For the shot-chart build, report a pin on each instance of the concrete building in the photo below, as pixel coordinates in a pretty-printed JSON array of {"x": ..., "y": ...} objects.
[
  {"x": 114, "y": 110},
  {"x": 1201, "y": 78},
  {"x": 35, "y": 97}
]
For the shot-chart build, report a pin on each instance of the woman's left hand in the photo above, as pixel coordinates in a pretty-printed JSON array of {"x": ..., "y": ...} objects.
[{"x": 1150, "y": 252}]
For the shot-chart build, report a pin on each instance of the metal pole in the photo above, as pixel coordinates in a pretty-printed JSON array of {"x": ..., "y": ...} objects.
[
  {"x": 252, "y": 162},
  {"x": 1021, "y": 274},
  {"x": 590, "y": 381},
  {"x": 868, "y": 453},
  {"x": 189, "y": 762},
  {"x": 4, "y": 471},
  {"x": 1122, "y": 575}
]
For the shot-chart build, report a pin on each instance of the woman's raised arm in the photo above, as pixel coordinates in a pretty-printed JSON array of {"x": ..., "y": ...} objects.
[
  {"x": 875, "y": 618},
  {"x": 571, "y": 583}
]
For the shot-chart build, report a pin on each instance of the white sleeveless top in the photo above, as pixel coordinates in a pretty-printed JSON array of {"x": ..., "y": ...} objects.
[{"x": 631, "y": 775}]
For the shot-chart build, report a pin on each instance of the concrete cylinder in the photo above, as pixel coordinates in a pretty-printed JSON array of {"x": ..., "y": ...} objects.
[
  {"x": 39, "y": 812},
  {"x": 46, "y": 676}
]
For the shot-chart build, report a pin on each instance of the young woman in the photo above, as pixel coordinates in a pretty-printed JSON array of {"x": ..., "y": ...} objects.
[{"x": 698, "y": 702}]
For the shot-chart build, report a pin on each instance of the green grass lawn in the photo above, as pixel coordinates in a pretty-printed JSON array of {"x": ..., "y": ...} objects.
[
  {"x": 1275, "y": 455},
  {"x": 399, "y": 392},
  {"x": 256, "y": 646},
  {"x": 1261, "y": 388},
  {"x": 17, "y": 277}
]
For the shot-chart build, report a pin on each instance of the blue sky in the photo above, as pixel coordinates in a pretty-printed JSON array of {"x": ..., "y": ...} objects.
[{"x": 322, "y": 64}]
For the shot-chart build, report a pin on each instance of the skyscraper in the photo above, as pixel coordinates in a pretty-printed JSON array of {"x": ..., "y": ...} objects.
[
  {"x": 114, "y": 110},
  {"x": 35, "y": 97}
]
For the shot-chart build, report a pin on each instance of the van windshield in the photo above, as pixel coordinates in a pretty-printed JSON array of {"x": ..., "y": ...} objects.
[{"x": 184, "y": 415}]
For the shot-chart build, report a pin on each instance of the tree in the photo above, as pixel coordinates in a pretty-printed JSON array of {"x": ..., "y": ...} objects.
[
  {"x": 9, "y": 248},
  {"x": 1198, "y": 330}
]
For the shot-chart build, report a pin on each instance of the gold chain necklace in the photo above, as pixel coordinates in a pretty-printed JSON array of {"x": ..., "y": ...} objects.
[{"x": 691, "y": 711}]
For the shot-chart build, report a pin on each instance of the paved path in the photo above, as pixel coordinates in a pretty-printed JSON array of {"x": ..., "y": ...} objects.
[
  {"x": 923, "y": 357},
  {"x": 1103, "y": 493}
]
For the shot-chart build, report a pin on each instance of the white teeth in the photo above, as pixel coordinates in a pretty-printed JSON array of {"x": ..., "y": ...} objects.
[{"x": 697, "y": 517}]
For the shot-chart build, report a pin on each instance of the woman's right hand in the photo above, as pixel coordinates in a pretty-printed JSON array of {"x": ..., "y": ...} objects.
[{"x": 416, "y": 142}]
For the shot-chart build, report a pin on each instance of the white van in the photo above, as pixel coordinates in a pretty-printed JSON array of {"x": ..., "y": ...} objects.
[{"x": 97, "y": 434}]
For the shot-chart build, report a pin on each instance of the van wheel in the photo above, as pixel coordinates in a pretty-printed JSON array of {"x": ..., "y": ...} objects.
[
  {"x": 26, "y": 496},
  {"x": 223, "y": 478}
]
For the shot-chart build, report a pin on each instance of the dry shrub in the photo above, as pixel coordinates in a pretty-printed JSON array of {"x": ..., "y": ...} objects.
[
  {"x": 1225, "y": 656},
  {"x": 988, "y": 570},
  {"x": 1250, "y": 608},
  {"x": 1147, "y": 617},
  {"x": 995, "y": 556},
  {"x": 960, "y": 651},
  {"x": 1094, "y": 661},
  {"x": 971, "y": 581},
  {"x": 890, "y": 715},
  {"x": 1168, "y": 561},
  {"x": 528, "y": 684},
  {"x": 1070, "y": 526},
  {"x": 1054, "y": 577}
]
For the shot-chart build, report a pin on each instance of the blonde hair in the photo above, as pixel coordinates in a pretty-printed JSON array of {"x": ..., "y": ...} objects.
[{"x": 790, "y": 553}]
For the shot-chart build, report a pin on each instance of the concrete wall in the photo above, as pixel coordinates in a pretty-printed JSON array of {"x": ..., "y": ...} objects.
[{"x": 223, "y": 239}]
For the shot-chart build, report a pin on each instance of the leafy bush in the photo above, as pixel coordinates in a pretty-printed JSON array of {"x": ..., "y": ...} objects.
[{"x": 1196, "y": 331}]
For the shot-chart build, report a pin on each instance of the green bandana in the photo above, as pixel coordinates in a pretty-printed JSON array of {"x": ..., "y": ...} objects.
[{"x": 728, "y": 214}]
=====
Repeat back the data above, exact to the last character.

* **EXERCISE OUTPUT**
For the shot-chart build, report a pin on each instance of the concrete building in the photo below, as pixel coordinates in a pretty-printed JSON array of {"x": ..., "y": ...} objects.
[
  {"x": 114, "y": 110},
  {"x": 1201, "y": 78},
  {"x": 35, "y": 97}
]
For the shot-chart build, report a pin on each instance of the woman's left hand in the photo above, as pixel coordinates in a pretty-printed JSON array of {"x": ..., "y": ...} objects.
[{"x": 1150, "y": 252}]
For the shot-chart build, report a pin on each instance of the metal pole in the photo above, as pixel coordinates in a pretty-printed JSON array of {"x": ..., "y": ...} objects.
[
  {"x": 252, "y": 162},
  {"x": 1021, "y": 274},
  {"x": 590, "y": 381},
  {"x": 868, "y": 453},
  {"x": 189, "y": 762},
  {"x": 4, "y": 471},
  {"x": 1122, "y": 575}
]
For the shot-chart build, report a pin on each instance of the woman's raised arm in the photo above, as pixel coordinates in a pretty-printed JSON array of {"x": ..., "y": ...} objects.
[
  {"x": 875, "y": 618},
  {"x": 571, "y": 583}
]
For the shot-chart build, report a pin on each instance of the white sleeveless top in the photo above, as pixel coordinates in a pretty-printed JSON array of {"x": ..., "y": ...} objects.
[{"x": 631, "y": 775}]
For the shot-chart build, report a pin on each instance of the concrete cylinder in the photo above, as pixel coordinates in a pretty-printed JSON array of {"x": ..., "y": ...} objects.
[
  {"x": 39, "y": 812},
  {"x": 46, "y": 676}
]
For the shot-chart build, report a pin on each instance of the young woman in the photo above, as pixel coordinates in a pretty-printed JSON array of {"x": ..., "y": ...} objects.
[{"x": 698, "y": 702}]
For the shot-chart build, report a pin on each instance of the green grass lawn in the photo above, as pixel coordinates in a pretty-printed JSON array of {"x": ..., "y": ...} objects.
[
  {"x": 1275, "y": 455},
  {"x": 399, "y": 392},
  {"x": 256, "y": 646},
  {"x": 1261, "y": 388},
  {"x": 17, "y": 277}
]
For the shot-chart build, report a pin on each instance of the blue sky in the photo above, as pixel coordinates in a pretty-printed JSON array of {"x": ..., "y": ...} objects.
[{"x": 322, "y": 64}]
For the shot-chart build, report a pin on each instance of the skyscraper in the photo above, as pixel coordinates in a pretty-printed JSON array of {"x": ..., "y": ...} objects.
[
  {"x": 114, "y": 110},
  {"x": 35, "y": 97}
]
For the shot-chart build, report a pin on each instance of the van windshield in the photo above, as pixel coordinates in a pretty-printed JSON array of {"x": ..., "y": ...} objects.
[{"x": 184, "y": 415}]
For the shot-chart build, report a pin on each instance of the tree in the photo above, as pixel coordinates in a pretty-printed JSON array of {"x": ..., "y": ...} objects.
[
  {"x": 9, "y": 248},
  {"x": 1198, "y": 330}
]
For the shot-chart build, report a pin on each instance of the gold chain necklace in the photo above, as pixel coordinates in a pretty-printed JSON array of {"x": ..., "y": ...} objects.
[{"x": 691, "y": 711}]
For the shot-chart build, report a pin on each instance of the paved path in the photo above, as pixel coordinates in a pretty-printed JSON array of {"x": ..., "y": ...} objects.
[
  {"x": 923, "y": 357},
  {"x": 1103, "y": 493}
]
For the shot-chart build, report a pin on each instance of the white teeth in the photo above, as pixel coordinates in a pretty-printed JSON array of {"x": ..., "y": ...} objects.
[{"x": 697, "y": 517}]
For the shot-chart build, report a pin on each instance of the woman's right hand in the photo above, as pixel coordinates in a pretty-printed JSON array of {"x": ..., "y": ...} objects.
[{"x": 416, "y": 142}]
For the shot-chart build, report a pin on each instance of the white van in the photo above, as pixel coordinates in a pretty-printed JSON array of {"x": ..., "y": ...} objects.
[{"x": 97, "y": 434}]
For the shot-chart build, report a pin on each instance of the van wheel in the photo above, as pixel coordinates in a pretty-printed JSON array of {"x": ..., "y": ...} objects.
[
  {"x": 26, "y": 496},
  {"x": 223, "y": 478}
]
For the shot-chart build, report a pin on each instance of the dry shrub in the photo above, as pixel coordinates in a pretty-printed JSON array of {"x": ..., "y": ...} objects.
[
  {"x": 1225, "y": 656},
  {"x": 988, "y": 570},
  {"x": 1250, "y": 608},
  {"x": 1147, "y": 617},
  {"x": 995, "y": 556},
  {"x": 960, "y": 651},
  {"x": 1094, "y": 661},
  {"x": 971, "y": 581},
  {"x": 890, "y": 715},
  {"x": 1168, "y": 561},
  {"x": 528, "y": 684},
  {"x": 1070, "y": 526},
  {"x": 1054, "y": 577}
]
For the shot-chart build, report a pin on each instance of the blonde hair in the photo above, as pixel coordinates in a pretty-printed JSON array of {"x": ..., "y": ...} objects.
[{"x": 790, "y": 553}]
For the shot-chart build, report a pin on each instance of the concrete wall in the photo above, as pixel coordinates in a pretty-printed JSON array of {"x": ..., "y": ...} objects.
[{"x": 223, "y": 239}]
For the shot-chart build, report a pin on each instance of the leafy bush in the photo above, as pixel coordinates in a pretty-printed JSON array of {"x": ..., "y": ...} objects.
[{"x": 1196, "y": 331}]
For the shot-chart build, report a pin on each instance of the green bandana in the photo above, as pixel coordinates in a pretty-printed JSON array of {"x": ..., "y": ...} objects.
[{"x": 728, "y": 214}]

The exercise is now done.